> Material shown
******

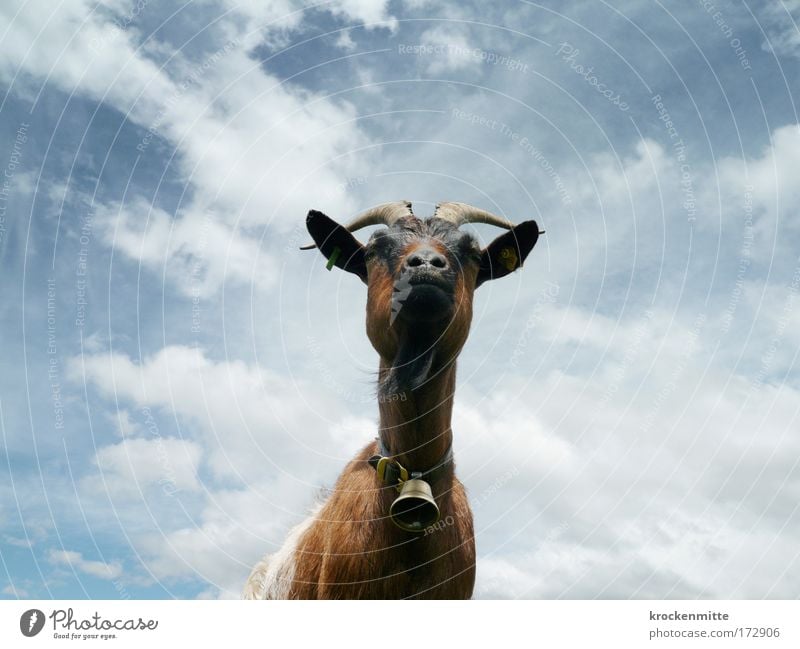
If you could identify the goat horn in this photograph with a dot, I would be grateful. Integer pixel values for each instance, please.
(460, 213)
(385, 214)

******

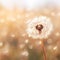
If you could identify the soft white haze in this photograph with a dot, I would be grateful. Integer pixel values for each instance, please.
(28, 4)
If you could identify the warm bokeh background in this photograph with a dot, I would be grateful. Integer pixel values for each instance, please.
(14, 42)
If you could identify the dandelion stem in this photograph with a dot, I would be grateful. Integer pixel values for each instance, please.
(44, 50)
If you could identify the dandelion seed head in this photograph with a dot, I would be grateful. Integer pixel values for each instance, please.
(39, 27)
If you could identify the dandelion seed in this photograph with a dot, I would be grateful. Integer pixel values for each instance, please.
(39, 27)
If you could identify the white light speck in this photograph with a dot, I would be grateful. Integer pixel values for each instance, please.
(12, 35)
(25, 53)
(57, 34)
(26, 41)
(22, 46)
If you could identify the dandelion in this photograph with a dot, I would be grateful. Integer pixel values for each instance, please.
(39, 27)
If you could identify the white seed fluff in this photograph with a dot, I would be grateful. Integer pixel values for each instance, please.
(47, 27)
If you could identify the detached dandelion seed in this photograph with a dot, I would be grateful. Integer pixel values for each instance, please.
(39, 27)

******

> Do this
Show, copied in full, each line of the items above that contains the word "dandelion".

> Written answer
If you could identify the dandelion stem in this photograph with a dot, I would be grateful. Integer pixel values for each instance, please.
If you could identify the dandelion seed head in this photograph with a dot, I would be grateful. Integer pixel values for each instance, please.
If you could identify the dandelion seed in this photograph with a dot, I would be grateful. Integer pixel values for each instance, please.
If you could identify the dandelion in this photograph with a dot, I would be grateful. Integer pixel values for each instance, please.
If you could identify the detached dandelion seed in this photograph with a dot, I would be grateful. Integer pixel values for each instance, please.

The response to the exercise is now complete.